BEGIN
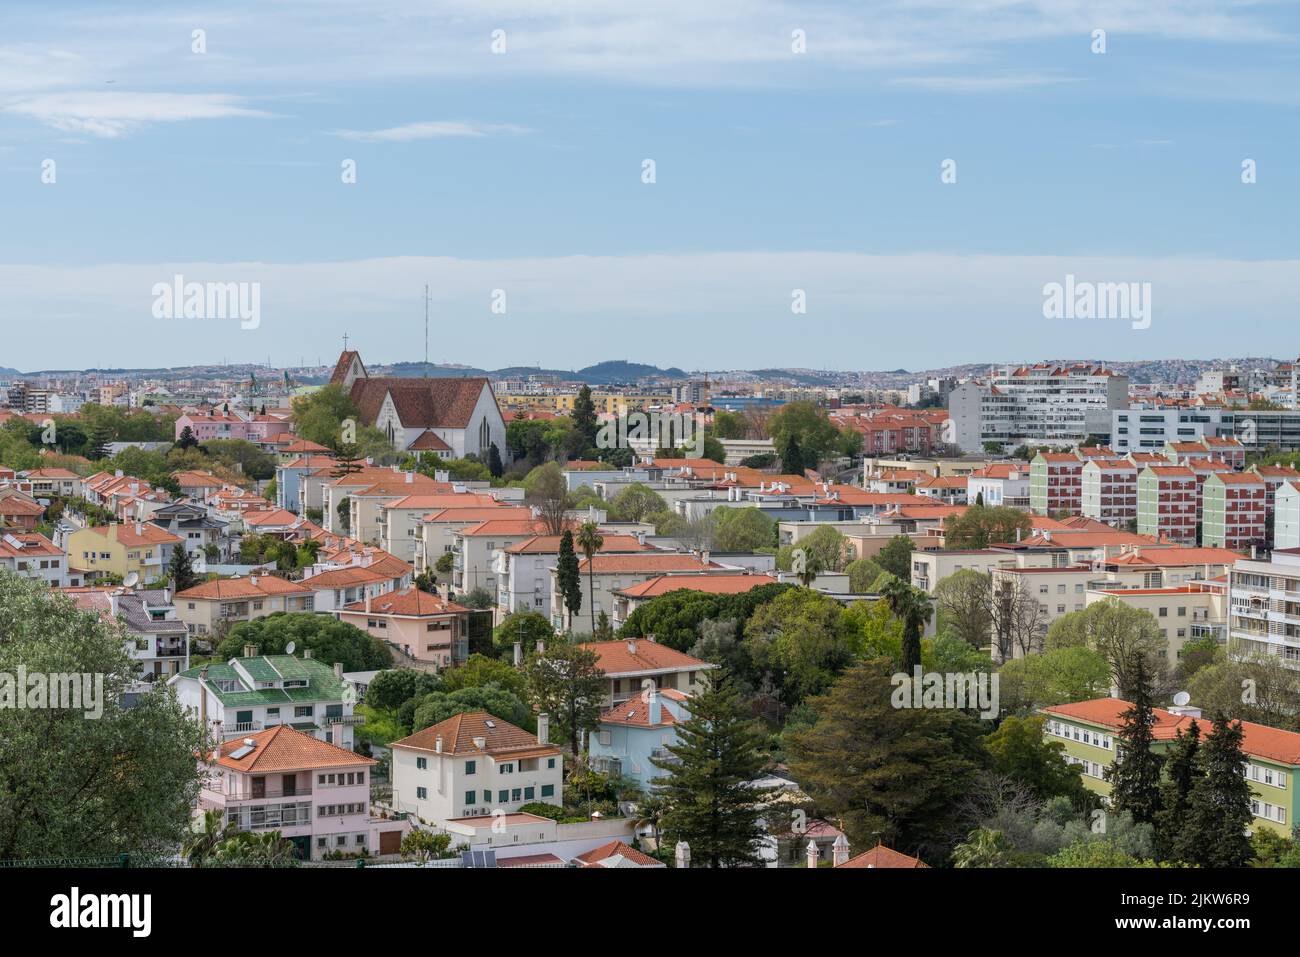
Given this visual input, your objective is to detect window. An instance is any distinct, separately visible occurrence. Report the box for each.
[416,757,427,770]
[512,788,521,802]
[416,787,427,799]
[498,789,509,803]
[465,760,476,775]
[524,786,535,800]
[547,757,556,769]
[465,790,476,805]
[541,785,554,797]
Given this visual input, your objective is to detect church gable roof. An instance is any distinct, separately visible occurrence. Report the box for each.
[330,350,365,387]
[351,377,490,430]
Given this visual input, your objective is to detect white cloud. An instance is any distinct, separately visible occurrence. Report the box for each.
[333,121,532,143]
[2,91,272,137]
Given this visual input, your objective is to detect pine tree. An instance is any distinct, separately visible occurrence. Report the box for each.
[1104,657,1164,825]
[1183,714,1254,867]
[1154,722,1200,862]
[652,670,769,868]
[168,546,199,593]
[780,434,803,476]
[487,442,504,478]
[176,426,198,450]
[87,423,114,460]
[556,530,582,628]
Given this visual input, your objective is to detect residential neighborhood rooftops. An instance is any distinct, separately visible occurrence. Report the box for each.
[574,840,665,868]
[836,844,930,868]
[176,574,313,600]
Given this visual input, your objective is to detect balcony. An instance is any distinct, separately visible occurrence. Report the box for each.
[221,720,264,734]
[224,784,314,802]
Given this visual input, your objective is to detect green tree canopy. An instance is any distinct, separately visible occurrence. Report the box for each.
[216,613,392,672]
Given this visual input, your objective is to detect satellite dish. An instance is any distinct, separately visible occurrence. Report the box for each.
[285,641,297,656]
[123,571,139,588]
[1173,691,1191,707]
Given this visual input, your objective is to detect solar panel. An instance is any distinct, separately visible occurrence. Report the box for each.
[228,745,254,759]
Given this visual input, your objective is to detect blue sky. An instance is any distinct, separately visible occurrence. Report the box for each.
[2,1,1298,372]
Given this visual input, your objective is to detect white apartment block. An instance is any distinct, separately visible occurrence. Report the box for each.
[948,364,1129,453]
[1229,550,1300,668]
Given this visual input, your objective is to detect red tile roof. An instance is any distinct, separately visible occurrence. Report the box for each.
[580,639,712,676]
[836,844,929,868]
[215,725,376,773]
[390,711,560,758]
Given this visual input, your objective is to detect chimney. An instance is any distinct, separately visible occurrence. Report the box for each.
[405,470,413,484]
[365,591,373,614]
[334,661,343,679]
[472,736,486,750]
[647,687,661,725]
[243,644,257,658]
[537,712,549,746]
[806,839,820,870]
[675,841,690,869]
[627,639,637,656]
[434,734,443,753]
[513,640,522,666]
[701,550,710,566]
[303,648,314,659]
[162,587,170,604]
[832,833,850,867]
[636,530,646,546]
[135,521,143,537]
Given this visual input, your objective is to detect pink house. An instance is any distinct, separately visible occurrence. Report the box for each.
[336,587,471,669]
[199,724,407,860]
[176,409,293,445]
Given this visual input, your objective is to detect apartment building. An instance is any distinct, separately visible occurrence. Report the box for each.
[1201,472,1267,551]
[377,492,503,562]
[452,518,550,597]
[170,653,360,747]
[414,505,531,573]
[64,587,191,680]
[1084,583,1227,662]
[1042,698,1299,835]
[1275,483,1300,550]
[66,522,182,585]
[948,364,1129,453]
[1136,466,1198,544]
[174,573,315,635]
[1228,549,1300,667]
[1080,459,1138,526]
[198,725,395,860]
[550,553,732,632]
[1029,452,1085,516]
[913,474,969,504]
[335,588,471,669]
[390,711,563,827]
[497,532,651,619]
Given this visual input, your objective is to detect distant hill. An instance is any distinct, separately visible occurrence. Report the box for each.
[0,367,21,377]
[377,359,688,385]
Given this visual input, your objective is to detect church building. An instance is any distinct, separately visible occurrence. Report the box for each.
[329,349,507,461]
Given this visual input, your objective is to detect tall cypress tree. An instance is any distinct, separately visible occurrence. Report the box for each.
[1154,722,1200,862]
[168,546,199,593]
[571,385,599,452]
[1104,657,1164,825]
[556,529,582,628]
[651,670,768,868]
[487,442,504,478]
[1183,714,1254,867]
[780,434,803,476]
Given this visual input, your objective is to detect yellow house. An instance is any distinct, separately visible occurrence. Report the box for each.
[67,522,183,585]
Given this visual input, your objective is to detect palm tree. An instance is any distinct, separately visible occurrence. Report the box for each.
[880,576,932,673]
[182,808,234,867]
[952,827,1014,868]
[632,792,669,853]
[576,521,604,635]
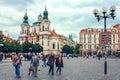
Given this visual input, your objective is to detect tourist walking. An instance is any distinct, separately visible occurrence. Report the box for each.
[56,54,63,75]
[42,54,47,67]
[98,52,101,60]
[30,53,39,77]
[47,52,55,76]
[13,53,22,78]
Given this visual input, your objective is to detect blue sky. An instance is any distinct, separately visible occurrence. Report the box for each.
[0,0,120,41]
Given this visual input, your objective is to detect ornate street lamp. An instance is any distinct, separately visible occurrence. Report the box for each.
[93,6,116,75]
[93,5,116,32]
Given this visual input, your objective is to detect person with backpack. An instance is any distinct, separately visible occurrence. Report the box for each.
[30,53,39,77]
[47,52,55,76]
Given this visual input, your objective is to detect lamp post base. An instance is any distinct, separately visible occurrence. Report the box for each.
[104,60,107,75]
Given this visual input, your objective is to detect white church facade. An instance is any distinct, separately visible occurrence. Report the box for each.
[18,6,76,54]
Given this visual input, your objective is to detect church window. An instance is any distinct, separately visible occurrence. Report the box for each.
[48,41,49,46]
[39,27,41,31]
[42,41,44,46]
[57,42,59,50]
[42,26,44,31]
[52,43,55,49]
[34,28,36,33]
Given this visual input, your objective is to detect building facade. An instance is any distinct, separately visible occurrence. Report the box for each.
[0,30,14,42]
[18,6,75,54]
[79,25,120,56]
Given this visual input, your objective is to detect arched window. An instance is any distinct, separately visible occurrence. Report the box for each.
[42,41,44,46]
[52,43,55,49]
[57,42,59,50]
[24,30,26,33]
[48,41,49,46]
[42,26,44,31]
[34,28,36,33]
[39,27,41,31]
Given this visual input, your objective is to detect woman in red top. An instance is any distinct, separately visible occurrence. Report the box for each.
[56,54,63,75]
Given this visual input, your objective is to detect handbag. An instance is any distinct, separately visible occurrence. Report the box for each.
[47,62,50,66]
[37,65,41,71]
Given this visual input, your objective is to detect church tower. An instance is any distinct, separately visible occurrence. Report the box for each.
[42,5,50,31]
[38,13,43,22]
[20,10,30,36]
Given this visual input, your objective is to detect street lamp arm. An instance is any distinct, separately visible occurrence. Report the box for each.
[106,15,115,19]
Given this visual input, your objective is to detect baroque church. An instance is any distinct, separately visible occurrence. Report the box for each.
[18,6,76,54]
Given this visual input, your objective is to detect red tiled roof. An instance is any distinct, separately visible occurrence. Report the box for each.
[80,29,88,33]
[51,30,57,36]
[4,36,14,41]
[113,24,120,28]
[0,30,14,42]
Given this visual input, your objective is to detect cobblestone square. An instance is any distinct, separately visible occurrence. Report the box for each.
[0,57,120,80]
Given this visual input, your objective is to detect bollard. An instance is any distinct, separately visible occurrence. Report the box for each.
[104,60,107,75]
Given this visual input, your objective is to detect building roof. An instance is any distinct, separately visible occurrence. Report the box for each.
[0,30,14,42]
[80,28,104,33]
[33,21,41,25]
[80,29,88,33]
[113,24,120,28]
[50,30,57,36]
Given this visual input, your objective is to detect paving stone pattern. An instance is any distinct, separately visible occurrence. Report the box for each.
[0,57,120,80]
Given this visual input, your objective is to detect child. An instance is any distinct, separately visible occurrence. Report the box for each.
[28,64,32,75]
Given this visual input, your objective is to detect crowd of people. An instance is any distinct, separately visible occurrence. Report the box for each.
[11,52,64,78]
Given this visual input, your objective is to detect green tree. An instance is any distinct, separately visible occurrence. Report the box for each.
[32,43,43,53]
[62,45,71,54]
[0,36,4,52]
[11,41,22,53]
[22,41,33,53]
[74,44,80,54]
[70,46,74,53]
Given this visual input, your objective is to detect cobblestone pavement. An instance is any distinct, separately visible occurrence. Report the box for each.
[0,57,120,80]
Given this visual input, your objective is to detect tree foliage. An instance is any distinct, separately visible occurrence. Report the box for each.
[62,45,72,54]
[21,41,33,53]
[0,37,43,53]
[32,43,43,53]
[74,44,80,54]
[21,41,43,53]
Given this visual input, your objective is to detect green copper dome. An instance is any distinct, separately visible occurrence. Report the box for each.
[23,10,28,24]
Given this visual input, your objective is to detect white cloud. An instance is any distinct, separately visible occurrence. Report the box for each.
[0,0,120,41]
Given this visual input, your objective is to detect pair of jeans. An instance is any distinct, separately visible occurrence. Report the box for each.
[49,65,54,75]
[42,60,46,67]
[56,63,62,75]
[15,64,20,77]
[32,66,37,76]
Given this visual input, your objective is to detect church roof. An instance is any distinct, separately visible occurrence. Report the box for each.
[50,30,57,36]
[33,21,41,25]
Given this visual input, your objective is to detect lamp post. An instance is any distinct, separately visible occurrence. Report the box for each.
[93,6,116,75]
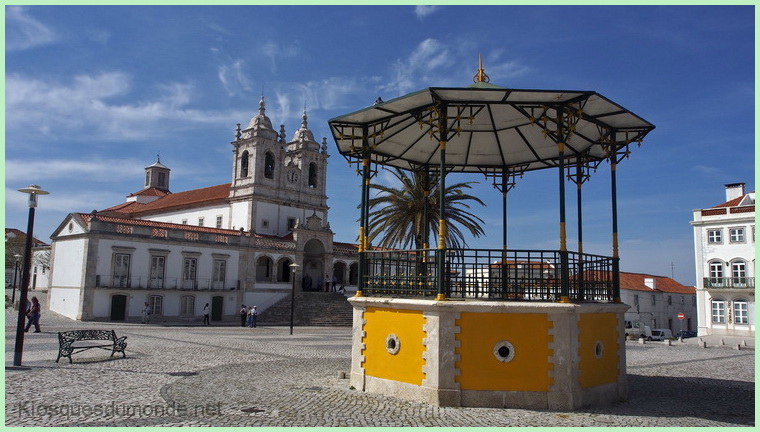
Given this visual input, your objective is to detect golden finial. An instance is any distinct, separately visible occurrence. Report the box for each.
[473,54,490,83]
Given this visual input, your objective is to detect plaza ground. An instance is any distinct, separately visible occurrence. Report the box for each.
[4,292,755,427]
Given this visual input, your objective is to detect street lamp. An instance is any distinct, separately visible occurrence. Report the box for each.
[12,253,22,304]
[14,184,49,366]
[289,262,299,335]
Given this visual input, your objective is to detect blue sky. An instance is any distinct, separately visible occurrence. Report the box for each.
[4,5,755,287]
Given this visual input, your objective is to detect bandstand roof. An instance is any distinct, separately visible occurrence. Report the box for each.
[329,80,655,174]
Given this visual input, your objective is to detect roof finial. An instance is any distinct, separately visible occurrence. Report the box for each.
[157,152,161,163]
[473,54,490,83]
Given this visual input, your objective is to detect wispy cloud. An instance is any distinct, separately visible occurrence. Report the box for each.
[414,6,442,19]
[6,73,237,145]
[218,59,254,96]
[6,6,58,51]
[5,157,146,184]
[382,38,451,96]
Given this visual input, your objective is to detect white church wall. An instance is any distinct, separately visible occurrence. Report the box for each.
[48,287,81,319]
[143,203,230,229]
[230,200,251,231]
[50,239,87,288]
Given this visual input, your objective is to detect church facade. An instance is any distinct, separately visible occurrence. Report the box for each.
[47,98,359,322]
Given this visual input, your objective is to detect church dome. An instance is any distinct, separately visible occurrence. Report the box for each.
[246,96,274,131]
[290,110,318,149]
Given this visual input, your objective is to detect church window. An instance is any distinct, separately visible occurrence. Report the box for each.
[183,258,198,289]
[158,172,167,188]
[113,253,131,288]
[308,163,317,187]
[213,260,226,288]
[216,215,223,229]
[149,295,163,316]
[262,219,269,229]
[145,172,150,188]
[277,258,293,282]
[240,151,250,177]
[264,152,275,179]
[180,295,195,316]
[198,217,204,227]
[287,217,297,231]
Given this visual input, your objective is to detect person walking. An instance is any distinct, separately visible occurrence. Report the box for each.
[239,305,248,327]
[142,302,152,324]
[24,296,41,333]
[203,303,210,325]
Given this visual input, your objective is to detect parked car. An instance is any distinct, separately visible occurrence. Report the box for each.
[676,330,697,339]
[649,328,673,341]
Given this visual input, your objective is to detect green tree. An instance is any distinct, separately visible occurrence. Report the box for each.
[366,168,486,250]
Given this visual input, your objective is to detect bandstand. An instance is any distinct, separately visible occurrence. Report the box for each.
[328,61,655,409]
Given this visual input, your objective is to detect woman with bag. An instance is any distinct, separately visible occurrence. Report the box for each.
[24,296,41,333]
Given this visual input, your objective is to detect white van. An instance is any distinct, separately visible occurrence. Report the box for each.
[649,328,673,341]
[625,320,652,339]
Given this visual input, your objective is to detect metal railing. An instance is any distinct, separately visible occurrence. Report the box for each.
[703,277,755,289]
[363,248,614,302]
[95,275,239,291]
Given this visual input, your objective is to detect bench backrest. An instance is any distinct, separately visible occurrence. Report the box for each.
[59,330,116,343]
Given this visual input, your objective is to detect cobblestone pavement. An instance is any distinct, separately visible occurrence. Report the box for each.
[4,294,755,427]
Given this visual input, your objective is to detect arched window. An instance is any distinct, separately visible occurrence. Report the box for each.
[708,261,724,287]
[349,263,359,285]
[277,258,293,282]
[240,151,250,177]
[264,152,275,179]
[308,163,317,187]
[256,256,273,282]
[734,299,749,324]
[731,260,747,286]
[711,298,726,323]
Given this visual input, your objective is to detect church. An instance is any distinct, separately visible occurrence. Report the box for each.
[47,97,359,322]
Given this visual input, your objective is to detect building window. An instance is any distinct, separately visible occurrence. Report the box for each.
[633,295,639,306]
[240,151,250,177]
[149,295,163,316]
[668,295,672,305]
[262,219,269,229]
[287,217,297,231]
[182,219,188,225]
[180,295,195,316]
[149,255,165,289]
[198,217,204,227]
[213,260,226,288]
[731,260,747,285]
[707,229,722,243]
[216,215,223,229]
[145,171,151,188]
[113,253,131,288]
[730,227,745,243]
[651,294,656,306]
[158,172,167,189]
[681,296,685,305]
[264,152,275,179]
[183,258,198,289]
[308,163,317,187]
[709,261,723,284]
[734,299,749,325]
[711,299,726,323]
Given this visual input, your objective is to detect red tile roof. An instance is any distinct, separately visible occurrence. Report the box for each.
[5,228,48,247]
[103,183,231,217]
[618,272,695,294]
[712,192,755,209]
[128,187,171,198]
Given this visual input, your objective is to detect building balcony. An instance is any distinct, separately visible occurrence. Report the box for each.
[95,275,239,291]
[703,277,755,289]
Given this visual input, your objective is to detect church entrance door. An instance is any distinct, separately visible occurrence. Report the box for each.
[110,294,127,321]
[211,296,224,321]
[303,239,326,291]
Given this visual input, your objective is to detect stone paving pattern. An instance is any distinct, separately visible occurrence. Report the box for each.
[4,293,755,427]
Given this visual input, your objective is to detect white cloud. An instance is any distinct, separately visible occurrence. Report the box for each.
[5,158,145,184]
[414,6,442,19]
[218,59,254,96]
[382,38,451,96]
[6,73,237,144]
[6,6,58,51]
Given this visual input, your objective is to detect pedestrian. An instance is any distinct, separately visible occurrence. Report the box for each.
[142,302,152,324]
[332,275,338,292]
[203,303,210,325]
[24,296,41,333]
[248,306,258,328]
[325,274,331,292]
[240,305,248,327]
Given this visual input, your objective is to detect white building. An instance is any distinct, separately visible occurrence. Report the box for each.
[47,98,359,322]
[691,183,755,337]
[618,272,697,334]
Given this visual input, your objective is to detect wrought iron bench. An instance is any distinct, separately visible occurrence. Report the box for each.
[56,330,127,363]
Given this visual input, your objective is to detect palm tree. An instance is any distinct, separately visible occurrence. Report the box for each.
[366,168,486,250]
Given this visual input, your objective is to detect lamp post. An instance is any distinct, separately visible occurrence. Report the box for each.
[12,254,22,304]
[13,184,49,366]
[289,262,299,335]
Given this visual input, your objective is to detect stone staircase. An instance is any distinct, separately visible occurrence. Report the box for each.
[258,291,353,327]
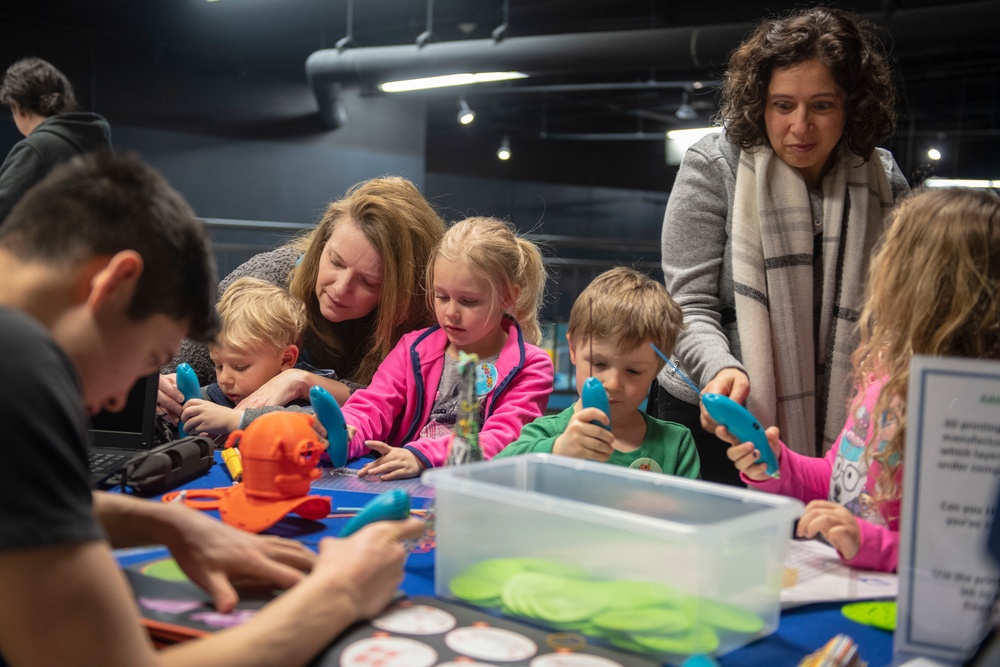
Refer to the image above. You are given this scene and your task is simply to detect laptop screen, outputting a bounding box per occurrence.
[88,372,159,451]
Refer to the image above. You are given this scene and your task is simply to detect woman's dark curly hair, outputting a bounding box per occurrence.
[0,57,78,117]
[719,7,896,159]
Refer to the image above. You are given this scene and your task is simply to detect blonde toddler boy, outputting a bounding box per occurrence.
[180,276,324,436]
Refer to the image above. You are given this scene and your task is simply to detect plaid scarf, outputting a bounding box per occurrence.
[731,146,894,456]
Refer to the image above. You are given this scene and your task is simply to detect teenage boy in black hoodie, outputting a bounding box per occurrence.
[0,57,112,223]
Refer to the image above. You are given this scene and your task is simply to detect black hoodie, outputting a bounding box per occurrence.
[0,112,112,224]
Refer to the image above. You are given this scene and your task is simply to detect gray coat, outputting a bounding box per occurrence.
[656,132,909,404]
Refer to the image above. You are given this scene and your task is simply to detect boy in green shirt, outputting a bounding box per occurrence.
[496,267,700,478]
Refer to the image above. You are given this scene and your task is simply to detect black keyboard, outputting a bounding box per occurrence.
[87,451,128,474]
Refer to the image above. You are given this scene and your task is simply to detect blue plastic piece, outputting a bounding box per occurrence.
[310,385,348,468]
[581,376,611,431]
[175,362,201,438]
[702,393,780,478]
[340,489,411,538]
[681,656,720,667]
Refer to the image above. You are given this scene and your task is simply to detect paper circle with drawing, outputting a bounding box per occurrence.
[444,626,538,661]
[372,603,457,635]
[339,636,437,667]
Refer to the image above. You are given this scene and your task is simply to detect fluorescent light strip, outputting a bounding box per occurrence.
[379,72,527,93]
[665,127,722,141]
[924,178,1000,189]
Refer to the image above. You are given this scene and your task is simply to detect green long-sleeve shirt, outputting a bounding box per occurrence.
[495,406,701,479]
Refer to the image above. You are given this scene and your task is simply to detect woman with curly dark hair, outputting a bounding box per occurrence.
[650,7,910,486]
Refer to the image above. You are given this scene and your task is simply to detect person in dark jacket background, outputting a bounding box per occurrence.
[0,57,112,224]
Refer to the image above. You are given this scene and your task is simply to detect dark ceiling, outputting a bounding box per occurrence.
[2,0,998,187]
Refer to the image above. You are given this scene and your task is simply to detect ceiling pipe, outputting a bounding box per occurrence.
[305,1,1000,129]
[462,80,721,95]
[306,24,746,127]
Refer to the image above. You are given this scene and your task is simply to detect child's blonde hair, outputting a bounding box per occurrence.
[426,217,546,345]
[567,267,684,361]
[855,188,1000,501]
[214,277,307,354]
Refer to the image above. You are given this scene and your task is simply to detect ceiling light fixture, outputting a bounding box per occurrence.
[457,98,476,125]
[379,71,527,93]
[675,90,698,121]
[496,135,511,161]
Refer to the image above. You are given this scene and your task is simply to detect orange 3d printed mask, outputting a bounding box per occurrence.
[218,411,331,532]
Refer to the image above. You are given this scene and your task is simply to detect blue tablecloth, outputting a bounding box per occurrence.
[124,455,895,666]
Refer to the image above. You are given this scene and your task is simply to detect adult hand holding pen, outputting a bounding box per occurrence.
[237,371,351,410]
[699,368,750,431]
[313,517,425,619]
[94,492,315,613]
[163,516,426,667]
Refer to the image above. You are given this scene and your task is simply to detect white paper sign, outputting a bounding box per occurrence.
[895,356,1000,664]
END
▶ ASSIGNMENT:
Every line between the one holding "pen, outputting a bounding box per occurrence." and the end of the listing above, inclusive, must be transcribed exactly; omit all others.

▶ RESULT BELOW:
Refer to the image above. You are given this scene and your task is simply to detect adult hand holding pen, outputting a bounding box per occurrence.
[237,371,351,410]
[699,368,750,431]
[313,517,425,619]
[94,492,315,613]
[163,516,426,667]
Refer to the image above. You are given this scene and your task is simply to detect white paper sign, outputting a bounding box per occurrence.
[895,356,1000,664]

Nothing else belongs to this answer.